# [AUFGABENSTELLUNG]
Führe den Zeitungsbericht über das kostenlose Musikprojekt für Jugendliche in Kleinmachnow nach seinem letzten Satz weiter.

# [TEXTAUSZUG]
PNN 18.08.09
Kleinmachnow - Das war zu viel für Helge Niederle: Eine Gruppe von
betrunkenen Jugendlichen, die auf dem Kleinmachnower Rathausmarkt über wehrlose
Mädchen herfallen. Sie hielten sie fest, grölten umher, sprangen vor Autos auf
die Straße und zerschlugen die Bushaltestelle. 13- bis 14-Jährige außer Rand
und Band. „So geht das nicht mehr“, sagt Niederle und wirkt angespannt.
Die Wut im Bauch des Musikschullehrers war groß nach dem Vorfall auf dem
Marktplatz vor einigen Wochen. Der 39-Jährige hatte schon viel erlebt, aber das
noch nicht. Er beschloss, etwas zu tun: Mit einem neuen Projekt in seiner
privaten Musikschule macht er nun seit Beginn der Sommerferien auf die Zustände
im Ort aufmerksam. Gleichzeitig will er helfen. „Wir können aber nicht immer
nur gegen die Jugendlichen was machen, sondern müssen auch für sie etwas tun“,
sagt Niederle. Seit vier Wochen können deshalb interessierte Jugendliche in
seiner Musikschule „The! Music School“ auf dem Kleinmachnower Seeberg umsonst
ein Instrument spielen lernen. Sechs Nachwuchsmusiker haben sich bereits
gemeldet. Die Jugendlichen können sich ausprobieren. Der diplomierte Musiker
gibt Anleitung, zeigt, wo es günstige Instrumente gibt und schickt seine
Schüler mit Hausaufgaben nachhause. Alles kostenfrei und ohne Verpflichtungen
bis auf eine: „Drogen und Alkohol gibt es hier nicht“, sagt Niederle.

# [DATENZEILEN]
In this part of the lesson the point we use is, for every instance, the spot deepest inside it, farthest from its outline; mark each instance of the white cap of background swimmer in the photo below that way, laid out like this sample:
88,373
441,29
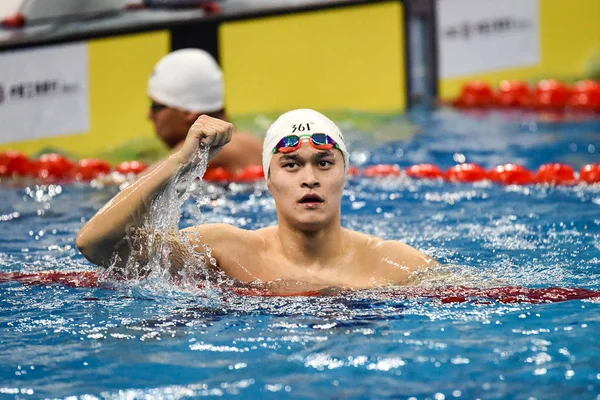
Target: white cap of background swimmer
289,123
188,79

# [ANTWORT]
Seine Schüler kennen seine Einstellung, sie respektieren sie und – darauf legt
Niederle besonders Wert – sie ändern ihr Leben, wenn sie die Musik fasziniert.
„Wir müssen den jungen Leuten zuhören“, sagt der Musiklehrer, der früher selbst
Berufs-Rockmusiker war. Nachdem Niederle seine Laufbahn beendete, eröffnete er
vor neun Jahren in Kleinmachnow seine Musikschule auf dem Seeberg. Mehrmals zog
er auf dem Gelände um. Heute unterrichtet er in einem Raum im Heizhaus der
Internationalen Schule, das gerade teilsaniert wird.
Mit der Internationalen Schule habe Niederle bereits gesprochen. Sie hätten ihm
ihre Hilfe und mehr Platz angeboten. Die Musikschule soll auch nach dem Ausbau
des Heizhauses bleiben dürfen und sogar mehr Räume bekommen.
„Ich möchte schlummernde Talente entdecken“, sagt der ehrgeizige Musiklehrer.
Es scheint nichts zu geben, was Niederle gerade nicht anpackt: Neue
Internetprojekte für seine Musikschule, ein Online-Magazin, Verhandlungen mit
Sponsoren, mit Radiosendern und auch Stars wie dem Gewinner einer Fernsehmusikshow,
Martin Kesici. Kesici will Niederle helfen und könnte als Musikschullehrer
aushelfen.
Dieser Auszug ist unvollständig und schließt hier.